(SUPPLIED RECORDS)

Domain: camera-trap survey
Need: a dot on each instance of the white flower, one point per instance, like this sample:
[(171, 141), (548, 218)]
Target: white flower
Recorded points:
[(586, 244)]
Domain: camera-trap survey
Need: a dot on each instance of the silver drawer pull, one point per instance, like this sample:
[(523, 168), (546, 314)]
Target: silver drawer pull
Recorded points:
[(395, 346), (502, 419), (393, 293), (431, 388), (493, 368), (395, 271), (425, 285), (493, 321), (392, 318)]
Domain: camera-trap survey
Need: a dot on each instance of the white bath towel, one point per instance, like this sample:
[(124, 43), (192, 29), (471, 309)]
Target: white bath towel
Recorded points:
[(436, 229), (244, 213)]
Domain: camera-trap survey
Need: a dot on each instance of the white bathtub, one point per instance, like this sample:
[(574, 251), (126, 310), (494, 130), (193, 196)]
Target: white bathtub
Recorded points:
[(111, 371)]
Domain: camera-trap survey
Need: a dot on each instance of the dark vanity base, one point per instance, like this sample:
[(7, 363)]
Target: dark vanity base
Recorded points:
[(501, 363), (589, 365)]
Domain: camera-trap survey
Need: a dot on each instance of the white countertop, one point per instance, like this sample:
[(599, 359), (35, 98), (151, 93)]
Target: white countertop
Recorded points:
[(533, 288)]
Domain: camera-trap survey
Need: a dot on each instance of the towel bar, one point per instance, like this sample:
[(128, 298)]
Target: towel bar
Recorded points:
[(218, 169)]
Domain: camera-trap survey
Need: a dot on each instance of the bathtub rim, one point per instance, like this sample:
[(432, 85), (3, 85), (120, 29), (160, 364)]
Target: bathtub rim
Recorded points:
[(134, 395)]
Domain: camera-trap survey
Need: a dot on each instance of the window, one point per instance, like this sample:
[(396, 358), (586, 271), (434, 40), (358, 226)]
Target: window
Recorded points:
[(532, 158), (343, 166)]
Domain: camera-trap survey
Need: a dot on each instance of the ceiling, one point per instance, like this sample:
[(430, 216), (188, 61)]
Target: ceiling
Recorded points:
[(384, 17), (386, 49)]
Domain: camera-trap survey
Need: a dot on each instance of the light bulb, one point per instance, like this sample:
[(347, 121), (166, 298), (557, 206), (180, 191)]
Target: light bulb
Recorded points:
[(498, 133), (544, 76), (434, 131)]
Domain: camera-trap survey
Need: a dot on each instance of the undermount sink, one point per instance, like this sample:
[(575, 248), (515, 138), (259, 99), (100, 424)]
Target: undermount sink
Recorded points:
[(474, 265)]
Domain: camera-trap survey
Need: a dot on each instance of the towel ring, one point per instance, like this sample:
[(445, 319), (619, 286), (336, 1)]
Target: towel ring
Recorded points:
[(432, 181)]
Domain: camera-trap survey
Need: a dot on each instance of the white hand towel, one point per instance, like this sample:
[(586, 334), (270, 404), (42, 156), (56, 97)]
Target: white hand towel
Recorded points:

(End SUPPLIED RECORDS)

● **ASSIGNMENT**: Report, for the data above, every line in which the string "ceiling" appears.

● **SOLUTION FOR THIS PROBLEM**:
Need: a dot on each instance of the ceiling, one point per instance, like this sample:
Target: ceiling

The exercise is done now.